(Raw records)
# # #

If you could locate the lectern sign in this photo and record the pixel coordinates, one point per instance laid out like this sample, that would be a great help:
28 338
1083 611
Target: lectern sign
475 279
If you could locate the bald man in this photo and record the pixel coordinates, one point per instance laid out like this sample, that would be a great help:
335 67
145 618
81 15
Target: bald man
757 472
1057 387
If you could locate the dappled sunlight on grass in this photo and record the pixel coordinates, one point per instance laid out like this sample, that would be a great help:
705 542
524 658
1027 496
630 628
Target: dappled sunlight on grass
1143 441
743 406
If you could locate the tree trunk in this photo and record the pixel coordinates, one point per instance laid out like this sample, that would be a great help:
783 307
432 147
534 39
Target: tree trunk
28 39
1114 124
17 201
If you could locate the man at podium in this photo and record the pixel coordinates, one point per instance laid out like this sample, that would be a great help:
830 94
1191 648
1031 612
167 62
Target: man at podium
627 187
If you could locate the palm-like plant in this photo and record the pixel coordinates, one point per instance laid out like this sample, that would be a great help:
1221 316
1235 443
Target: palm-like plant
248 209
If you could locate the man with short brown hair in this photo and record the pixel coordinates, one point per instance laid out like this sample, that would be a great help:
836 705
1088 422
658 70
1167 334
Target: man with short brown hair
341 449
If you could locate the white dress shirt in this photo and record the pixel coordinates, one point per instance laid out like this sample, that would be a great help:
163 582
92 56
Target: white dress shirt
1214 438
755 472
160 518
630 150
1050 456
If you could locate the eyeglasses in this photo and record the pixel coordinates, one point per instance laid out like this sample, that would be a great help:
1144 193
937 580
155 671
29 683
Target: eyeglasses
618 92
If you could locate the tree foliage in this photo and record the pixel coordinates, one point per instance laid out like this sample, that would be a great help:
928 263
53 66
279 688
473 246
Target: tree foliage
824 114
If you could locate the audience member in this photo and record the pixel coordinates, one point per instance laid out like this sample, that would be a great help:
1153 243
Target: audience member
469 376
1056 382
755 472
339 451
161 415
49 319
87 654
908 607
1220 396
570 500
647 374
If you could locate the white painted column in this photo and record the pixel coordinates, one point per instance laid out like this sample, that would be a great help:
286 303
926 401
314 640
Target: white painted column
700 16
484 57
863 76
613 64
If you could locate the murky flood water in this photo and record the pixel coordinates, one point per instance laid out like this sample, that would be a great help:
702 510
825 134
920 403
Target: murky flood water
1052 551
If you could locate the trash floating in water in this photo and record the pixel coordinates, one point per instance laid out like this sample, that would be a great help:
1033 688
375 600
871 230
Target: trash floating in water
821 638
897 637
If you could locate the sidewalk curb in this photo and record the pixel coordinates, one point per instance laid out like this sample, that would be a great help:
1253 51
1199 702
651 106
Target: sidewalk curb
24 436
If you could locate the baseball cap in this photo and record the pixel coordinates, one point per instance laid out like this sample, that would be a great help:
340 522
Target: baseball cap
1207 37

# # #

Through the last line of the entries above, beginning at the line containing "If you could locate the sidewalk", transcribe each line exactly, both ends included and nothing more.

## Solution
If you could locate the sidewalk curb in this photo and record the pixel coordinates, one point per instance laid out like this sample, that would be a great help:
1253 51
1199 702
651 106
Target: sidewalk curb
24 436
If you could locate the baseball cap in this photo and record the pixel coordinates, one point per instance laid out like this sample, that would be a great help:
340 522
Target: baseball cap
1207 37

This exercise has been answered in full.